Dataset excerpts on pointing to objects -
--- --- ---

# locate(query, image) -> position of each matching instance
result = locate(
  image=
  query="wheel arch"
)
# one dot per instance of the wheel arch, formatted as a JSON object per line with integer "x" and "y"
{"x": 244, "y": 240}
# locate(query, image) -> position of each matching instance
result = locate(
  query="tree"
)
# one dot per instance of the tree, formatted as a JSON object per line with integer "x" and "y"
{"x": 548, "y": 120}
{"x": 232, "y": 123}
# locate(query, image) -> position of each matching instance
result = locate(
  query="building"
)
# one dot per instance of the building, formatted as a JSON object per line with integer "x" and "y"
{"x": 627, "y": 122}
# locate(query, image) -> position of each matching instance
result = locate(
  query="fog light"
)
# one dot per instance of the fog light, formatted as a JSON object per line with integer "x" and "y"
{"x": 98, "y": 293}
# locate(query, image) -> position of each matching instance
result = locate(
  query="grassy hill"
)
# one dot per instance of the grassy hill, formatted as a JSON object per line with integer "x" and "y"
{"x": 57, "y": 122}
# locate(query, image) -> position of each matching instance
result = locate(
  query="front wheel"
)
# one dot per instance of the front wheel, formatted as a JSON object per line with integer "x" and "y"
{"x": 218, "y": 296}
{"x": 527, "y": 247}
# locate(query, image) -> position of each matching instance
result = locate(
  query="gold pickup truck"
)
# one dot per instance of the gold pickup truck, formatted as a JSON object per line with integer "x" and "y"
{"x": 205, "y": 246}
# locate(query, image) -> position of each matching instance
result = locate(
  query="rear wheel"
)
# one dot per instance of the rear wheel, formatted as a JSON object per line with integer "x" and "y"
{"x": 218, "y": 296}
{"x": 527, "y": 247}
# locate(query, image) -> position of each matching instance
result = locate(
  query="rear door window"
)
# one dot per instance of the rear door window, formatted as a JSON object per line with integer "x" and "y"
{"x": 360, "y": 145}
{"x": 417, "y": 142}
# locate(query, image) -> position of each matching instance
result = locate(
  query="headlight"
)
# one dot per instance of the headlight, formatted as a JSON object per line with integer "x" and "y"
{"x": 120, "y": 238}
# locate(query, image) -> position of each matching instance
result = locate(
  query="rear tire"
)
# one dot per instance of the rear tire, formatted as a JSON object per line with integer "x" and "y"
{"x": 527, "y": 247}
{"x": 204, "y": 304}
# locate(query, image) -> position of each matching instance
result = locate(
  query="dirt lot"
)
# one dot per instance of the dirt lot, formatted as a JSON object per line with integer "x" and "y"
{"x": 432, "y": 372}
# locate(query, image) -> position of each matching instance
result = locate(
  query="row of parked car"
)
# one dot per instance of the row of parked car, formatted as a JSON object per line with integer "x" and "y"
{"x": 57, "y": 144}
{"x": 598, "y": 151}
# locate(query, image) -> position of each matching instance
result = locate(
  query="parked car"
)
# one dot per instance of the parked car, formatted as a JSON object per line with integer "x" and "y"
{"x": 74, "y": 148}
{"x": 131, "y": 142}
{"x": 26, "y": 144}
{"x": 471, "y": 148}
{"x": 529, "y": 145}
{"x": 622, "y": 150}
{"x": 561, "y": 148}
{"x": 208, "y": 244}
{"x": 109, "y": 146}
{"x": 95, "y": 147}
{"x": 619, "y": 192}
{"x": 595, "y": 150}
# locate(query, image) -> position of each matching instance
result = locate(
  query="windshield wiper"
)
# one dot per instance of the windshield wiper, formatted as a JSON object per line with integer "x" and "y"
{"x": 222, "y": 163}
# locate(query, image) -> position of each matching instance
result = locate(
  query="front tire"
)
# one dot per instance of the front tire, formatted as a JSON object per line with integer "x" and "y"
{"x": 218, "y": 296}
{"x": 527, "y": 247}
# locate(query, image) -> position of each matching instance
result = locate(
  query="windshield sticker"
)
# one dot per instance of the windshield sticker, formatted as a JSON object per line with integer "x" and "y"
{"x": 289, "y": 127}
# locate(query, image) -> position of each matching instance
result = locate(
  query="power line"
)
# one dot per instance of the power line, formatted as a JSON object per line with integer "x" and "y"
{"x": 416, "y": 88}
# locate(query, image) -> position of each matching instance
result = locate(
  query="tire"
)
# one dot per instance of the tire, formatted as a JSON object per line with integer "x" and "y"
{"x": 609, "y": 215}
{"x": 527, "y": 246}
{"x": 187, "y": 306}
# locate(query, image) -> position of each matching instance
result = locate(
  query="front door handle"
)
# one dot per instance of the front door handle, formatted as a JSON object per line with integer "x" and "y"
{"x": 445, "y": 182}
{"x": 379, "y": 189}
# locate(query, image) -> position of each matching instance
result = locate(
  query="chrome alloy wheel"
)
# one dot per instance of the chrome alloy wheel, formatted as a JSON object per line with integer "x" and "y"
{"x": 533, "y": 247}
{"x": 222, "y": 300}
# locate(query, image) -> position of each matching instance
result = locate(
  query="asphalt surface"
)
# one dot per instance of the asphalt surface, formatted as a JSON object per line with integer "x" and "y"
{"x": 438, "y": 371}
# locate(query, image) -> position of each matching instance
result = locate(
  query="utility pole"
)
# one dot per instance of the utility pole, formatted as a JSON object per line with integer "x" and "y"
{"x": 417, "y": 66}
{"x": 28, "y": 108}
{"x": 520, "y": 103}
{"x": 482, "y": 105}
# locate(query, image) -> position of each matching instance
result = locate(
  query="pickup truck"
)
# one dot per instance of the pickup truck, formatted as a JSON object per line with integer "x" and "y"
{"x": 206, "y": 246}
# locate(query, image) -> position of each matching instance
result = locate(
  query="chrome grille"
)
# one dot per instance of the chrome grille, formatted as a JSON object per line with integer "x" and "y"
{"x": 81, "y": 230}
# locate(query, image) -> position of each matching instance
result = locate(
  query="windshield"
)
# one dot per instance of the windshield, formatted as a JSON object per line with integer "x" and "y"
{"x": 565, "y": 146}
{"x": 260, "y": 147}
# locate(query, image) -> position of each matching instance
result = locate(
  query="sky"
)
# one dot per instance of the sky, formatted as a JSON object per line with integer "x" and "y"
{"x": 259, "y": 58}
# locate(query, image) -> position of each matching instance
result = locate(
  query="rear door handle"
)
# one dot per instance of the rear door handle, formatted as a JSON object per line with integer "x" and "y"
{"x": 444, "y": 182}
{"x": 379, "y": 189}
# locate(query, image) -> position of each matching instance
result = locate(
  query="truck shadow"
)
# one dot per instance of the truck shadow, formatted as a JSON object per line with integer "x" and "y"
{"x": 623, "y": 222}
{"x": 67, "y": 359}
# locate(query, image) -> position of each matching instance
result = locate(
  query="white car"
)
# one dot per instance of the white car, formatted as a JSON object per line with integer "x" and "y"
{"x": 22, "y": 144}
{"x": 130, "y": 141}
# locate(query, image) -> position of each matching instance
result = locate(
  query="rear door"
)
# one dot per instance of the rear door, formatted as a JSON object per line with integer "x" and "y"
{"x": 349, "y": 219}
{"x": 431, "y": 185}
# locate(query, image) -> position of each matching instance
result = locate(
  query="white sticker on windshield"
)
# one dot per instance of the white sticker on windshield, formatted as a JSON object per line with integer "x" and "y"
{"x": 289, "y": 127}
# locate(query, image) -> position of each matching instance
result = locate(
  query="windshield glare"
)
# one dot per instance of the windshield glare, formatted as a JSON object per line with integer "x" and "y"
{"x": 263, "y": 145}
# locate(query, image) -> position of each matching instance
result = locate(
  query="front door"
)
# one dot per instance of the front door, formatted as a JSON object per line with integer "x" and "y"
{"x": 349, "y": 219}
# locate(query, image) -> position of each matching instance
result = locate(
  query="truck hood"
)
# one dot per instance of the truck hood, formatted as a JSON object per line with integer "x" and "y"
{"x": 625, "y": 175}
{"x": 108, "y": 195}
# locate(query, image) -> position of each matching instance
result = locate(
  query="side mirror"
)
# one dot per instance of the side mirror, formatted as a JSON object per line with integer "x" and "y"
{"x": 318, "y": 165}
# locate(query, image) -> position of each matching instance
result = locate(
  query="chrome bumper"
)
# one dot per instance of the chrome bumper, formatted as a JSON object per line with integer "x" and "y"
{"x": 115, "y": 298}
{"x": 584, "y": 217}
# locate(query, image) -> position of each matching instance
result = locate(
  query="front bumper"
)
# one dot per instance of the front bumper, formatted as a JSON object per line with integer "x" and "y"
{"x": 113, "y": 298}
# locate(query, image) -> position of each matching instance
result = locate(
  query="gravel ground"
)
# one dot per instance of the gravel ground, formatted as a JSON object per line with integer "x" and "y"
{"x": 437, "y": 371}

--- --- ---

PROBLEM DETAILS - Collect every line of the records above that contains the string "grassy", treating uppercase and lowercase as distinct.

COMPLETE OUTPUT -
  query="grassy hill"
# one dot per instance of the grassy hill, formatted as a JSON object per line with integer "x" and "y"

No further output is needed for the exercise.